TASK. Can you change "Locate" to "Find" wherever it occurs in the rows below and write them out again with everything else unchanged and the pictures left out?
** START OF AVAILABLE DATA **
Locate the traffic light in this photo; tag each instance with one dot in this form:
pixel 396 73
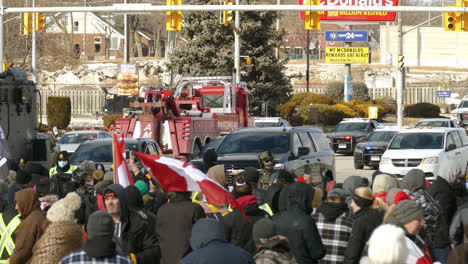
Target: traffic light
pixel 28 25
pixel 227 15
pixel 312 18
pixel 39 22
pixel 174 18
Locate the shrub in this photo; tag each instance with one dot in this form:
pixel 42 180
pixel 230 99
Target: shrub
pixel 360 92
pixel 335 90
pixel 422 110
pixel 109 119
pixel 327 115
pixel 317 99
pixel 58 112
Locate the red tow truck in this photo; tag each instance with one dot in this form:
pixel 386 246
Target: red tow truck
pixel 184 120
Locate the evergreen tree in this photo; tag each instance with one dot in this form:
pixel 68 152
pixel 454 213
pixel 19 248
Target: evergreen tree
pixel 210 47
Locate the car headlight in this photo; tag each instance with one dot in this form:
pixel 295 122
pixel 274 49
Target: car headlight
pixel 385 161
pixel 430 160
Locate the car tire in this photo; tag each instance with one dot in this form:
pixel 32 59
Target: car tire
pixel 358 166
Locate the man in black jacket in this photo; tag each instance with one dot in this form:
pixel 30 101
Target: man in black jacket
pixel 133 235
pixel 296 224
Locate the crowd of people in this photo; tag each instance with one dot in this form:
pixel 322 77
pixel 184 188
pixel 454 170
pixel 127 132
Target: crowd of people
pixel 78 215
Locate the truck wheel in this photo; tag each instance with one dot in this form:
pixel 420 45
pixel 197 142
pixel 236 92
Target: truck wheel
pixel 358 166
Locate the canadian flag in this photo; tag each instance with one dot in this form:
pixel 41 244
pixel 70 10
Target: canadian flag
pixel 122 174
pixel 177 176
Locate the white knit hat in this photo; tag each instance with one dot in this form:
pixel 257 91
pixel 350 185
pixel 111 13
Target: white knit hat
pixel 64 209
pixel 387 245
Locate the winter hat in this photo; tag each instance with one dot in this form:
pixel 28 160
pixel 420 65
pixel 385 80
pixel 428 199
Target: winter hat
pixel 387 245
pixel 406 211
pixel 415 179
pixel 263 229
pixel 142 187
pixel 383 183
pixel 391 195
pixel 100 224
pixel 22 177
pixel 64 209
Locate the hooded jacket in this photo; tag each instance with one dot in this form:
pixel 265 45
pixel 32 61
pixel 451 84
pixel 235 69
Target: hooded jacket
pixel 174 224
pixel 32 227
pixel 238 229
pixel 210 246
pixel 296 224
pixel 136 236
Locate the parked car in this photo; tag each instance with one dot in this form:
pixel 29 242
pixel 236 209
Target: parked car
pixel 349 132
pixel 299 150
pixel 437 122
pixel 436 151
pixel 100 150
pixel 369 152
pixel 270 122
pixel 70 141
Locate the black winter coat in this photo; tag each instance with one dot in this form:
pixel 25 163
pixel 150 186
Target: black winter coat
pixel 366 220
pixel 174 224
pixel 239 230
pixel 296 224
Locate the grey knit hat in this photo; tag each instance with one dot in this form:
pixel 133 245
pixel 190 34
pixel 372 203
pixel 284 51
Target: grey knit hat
pixel 263 229
pixel 406 211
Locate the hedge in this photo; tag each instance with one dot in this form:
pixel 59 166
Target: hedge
pixel 58 112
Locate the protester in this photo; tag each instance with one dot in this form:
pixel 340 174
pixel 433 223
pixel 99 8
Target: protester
pixel 32 227
pixel 174 224
pixel 209 244
pixel 99 247
pixel 409 215
pixel 133 235
pixel 63 235
pixel 367 218
pixel 303 235
pixel 271 247
pixel 334 223
pixel 387 245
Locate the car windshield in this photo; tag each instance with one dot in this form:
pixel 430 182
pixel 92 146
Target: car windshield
pixel 77 138
pixel 385 136
pixel 97 152
pixel 345 127
pixel 276 143
pixel 433 124
pixel 418 141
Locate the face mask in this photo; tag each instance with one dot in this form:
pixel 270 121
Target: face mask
pixel 62 163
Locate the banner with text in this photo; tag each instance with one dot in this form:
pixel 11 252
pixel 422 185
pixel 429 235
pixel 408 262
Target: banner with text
pixel 355 15
pixel 347 55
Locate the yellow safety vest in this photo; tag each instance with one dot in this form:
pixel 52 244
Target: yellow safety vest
pixel 197 198
pixel 53 170
pixel 5 232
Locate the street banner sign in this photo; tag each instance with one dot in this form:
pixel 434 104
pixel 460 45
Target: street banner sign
pixel 347 55
pixel 346 36
pixel 443 93
pixel 355 15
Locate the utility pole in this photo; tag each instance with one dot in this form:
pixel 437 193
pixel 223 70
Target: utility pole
pixel 34 48
pixel 348 80
pixel 400 84
pixel 126 48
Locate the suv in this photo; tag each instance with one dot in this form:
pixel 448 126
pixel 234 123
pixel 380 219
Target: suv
pixel 100 150
pixel 369 152
pixel 349 132
pixel 436 151
pixel 299 150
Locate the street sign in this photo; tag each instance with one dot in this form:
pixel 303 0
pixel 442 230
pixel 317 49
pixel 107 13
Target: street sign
pixel 347 55
pixel 346 36
pixel 355 15
pixel 443 93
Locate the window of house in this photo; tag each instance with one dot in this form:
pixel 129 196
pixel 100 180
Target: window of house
pixel 115 43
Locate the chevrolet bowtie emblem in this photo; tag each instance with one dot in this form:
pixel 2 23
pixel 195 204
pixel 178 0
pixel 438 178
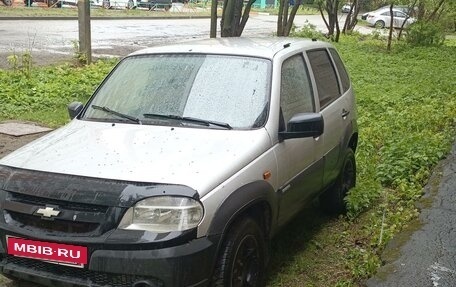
** END OF AVAILABLE DATA **
SOLUTION TO THE EXERCISE.
Find the traffic light in this photo; tag each instance with one dot in this form:
pixel 396 73
Target: traffic light
pixel 28 25
pixel 227 15
pixel 312 18
pixel 39 22
pixel 174 18
Find the shrub in this photo; tag each instance with one dot in this form:
pixel 42 180
pixel 230 99
Target: shrub
pixel 360 92
pixel 335 90
pixel 422 110
pixel 109 119
pixel 327 115
pixel 317 99
pixel 58 112
Find the red tow truck in this photo; tag each instance with one dot in this form:
pixel 386 246
Target: red tow truck
pixel 184 120
Find the evergreen tree in this photo; tag each instance with one dot in this form:
pixel 68 152
pixel 454 213
pixel 19 248
Target: evergreen tree
pixel 210 47
Find the car headlight in this photo; tag each instance with one dot in this form:
pixel 295 122
pixel 274 49
Target: car headlight
pixel 385 161
pixel 430 160
Find the car tire in this photo; tag each instance with one dot in this form:
pixel 32 59
Target: car tire
pixel 358 166
Find the man in black jacket in this photo; tag each instance with one dot in this form:
pixel 30 101
Target: man in black jacket
pixel 133 235
pixel 296 224
Find the crowd of people in this photo; tag each instance with one dot in this form:
pixel 322 77
pixel 184 188
pixel 454 170
pixel 127 132
Target: crowd of people
pixel 78 215
Find the truck wheel in this photo; tag each instance with one dot in this form:
pixel 420 45
pixel 197 142
pixel 236 92
Target: truck wheel
pixel 358 166
Find the canadian flag in this photo; tag each instance with one dot in this form:
pixel 41 244
pixel 70 10
Target: canadian flag
pixel 122 174
pixel 177 176
Find the white knit hat in this photo; tag each instance with one dot in this form:
pixel 257 91
pixel 350 185
pixel 111 13
Target: white knit hat
pixel 64 209
pixel 387 245
Find the winter hat in this photo; tag each instance with one dot in this form:
pixel 28 160
pixel 420 65
pixel 385 80
pixel 428 199
Target: winter hat
pixel 387 245
pixel 406 211
pixel 415 179
pixel 263 229
pixel 142 187
pixel 383 183
pixel 391 195
pixel 100 224
pixel 22 177
pixel 64 209
Find the hooded jacket in this photo; tag each instance with one dot in this form:
pixel 265 45
pixel 32 61
pixel 451 84
pixel 235 69
Target: hooded jacket
pixel 174 224
pixel 32 227
pixel 238 229
pixel 210 246
pixel 296 224
pixel 136 236
Find the parked car in this photo; tag each instance with one dot in this form:
pixel 29 242
pixel 236 209
Target: parked car
pixel 349 132
pixel 299 150
pixel 437 122
pixel 436 151
pixel 100 150
pixel 369 152
pixel 270 122
pixel 70 141
Find the black winter coat in this photo; tag each instance with one dot in this form:
pixel 25 163
pixel 150 186
Target: black winter coat
pixel 366 220
pixel 174 224
pixel 239 230
pixel 296 224
Find the grey knit hat in this photo; tag each instance with one dot in this form:
pixel 133 245
pixel 190 34
pixel 372 203
pixel 284 51
Target: grey knit hat
pixel 263 229
pixel 406 211
Find the hedge in this photo; tag each instance with one dot in this form:
pixel 59 166
Target: hedge
pixel 58 112
Find the protester in this photo; tag each instance with one dot in this form:
pixel 340 174
pixel 433 223
pixel 99 8
Target: protester
pixel 32 227
pixel 174 224
pixel 209 244
pixel 99 247
pixel 409 215
pixel 133 235
pixel 63 235
pixel 367 218
pixel 303 235
pixel 271 247
pixel 334 223
pixel 387 245
Find the car windshield in this photo; tag each instance with one dot in this form:
pixel 430 182
pixel 92 146
Target: car windshield
pixel 77 138
pixel 385 136
pixel 97 152
pixel 345 127
pixel 276 143
pixel 433 124
pixel 418 141
Find the face mask in this photo; tag each instance with one dot in this form:
pixel 270 121
Target: face mask
pixel 62 163
Find the banner with text in this photo; tag each instance with one dot in this form:
pixel 11 252
pixel 422 185
pixel 429 235
pixel 408 262
Target: banner with text
pixel 355 15
pixel 347 55
Find the yellow safety vest in this photo; tag each instance with one dot in this form:
pixel 52 244
Target: yellow safety vest
pixel 197 198
pixel 53 170
pixel 5 232
Find the street banner sign in this photo; tag each instance with one dot in this form:
pixel 434 104
pixel 460 45
Target: street banner sign
pixel 347 55
pixel 346 36
pixel 443 93
pixel 355 15
Find the utility pole in this photo; tag each instance with one dot in this form:
pixel 437 193
pixel 223 70
Target: utility pole
pixel 34 48
pixel 348 80
pixel 400 84
pixel 126 48
Find the suv in this photo; tag each instance with one dot in this form:
pixel 448 126
pixel 234 123
pixel 380 219
Target: suv
pixel 100 150
pixel 369 152
pixel 349 132
pixel 436 151
pixel 299 150
Find the street sign in this photo; tag each instance with one dot in this form:
pixel 303 0
pixel 442 230
pixel 317 49
pixel 107 13
Target: street sign
pixel 347 55
pixel 346 36
pixel 355 15
pixel 443 93
Find the window of house in this photo; tag each instance with one dot in this form:
pixel 129 196
pixel 100 180
Target: window of house
pixel 115 43
Find the chevrolet bowtie emblem in this photo; tag each instance with one dot in this form:
pixel 2 23
pixel 195 204
pixel 178 0
pixel 438 178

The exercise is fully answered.